• _Written problem_
How many lines in the entries below contain the string "sand" in the same case? Reply with the number only.

** START OF Dataset **

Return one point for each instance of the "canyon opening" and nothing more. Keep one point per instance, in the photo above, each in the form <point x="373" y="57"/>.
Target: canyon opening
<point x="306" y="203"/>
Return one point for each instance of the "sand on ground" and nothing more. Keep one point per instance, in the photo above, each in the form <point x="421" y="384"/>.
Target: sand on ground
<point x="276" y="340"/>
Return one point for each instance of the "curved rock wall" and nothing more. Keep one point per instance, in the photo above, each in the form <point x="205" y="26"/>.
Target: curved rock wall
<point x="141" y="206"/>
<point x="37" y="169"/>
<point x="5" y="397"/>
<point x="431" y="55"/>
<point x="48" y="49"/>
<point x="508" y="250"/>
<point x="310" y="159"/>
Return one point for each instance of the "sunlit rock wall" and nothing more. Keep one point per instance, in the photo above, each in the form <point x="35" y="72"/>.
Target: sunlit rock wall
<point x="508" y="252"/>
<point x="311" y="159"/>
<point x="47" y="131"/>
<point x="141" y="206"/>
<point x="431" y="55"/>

** END OF Dataset **

• _Exercise answer_
2